What you are asked to do:
Copy every record word for word.

Task inputs:
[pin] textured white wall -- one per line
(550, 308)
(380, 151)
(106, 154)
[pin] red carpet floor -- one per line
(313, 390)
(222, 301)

Exercise solution:
[pin] textured white wall -- one per line
(550, 308)
(380, 151)
(106, 154)
[pin] red carpet floor -- one per line
(313, 390)
(222, 301)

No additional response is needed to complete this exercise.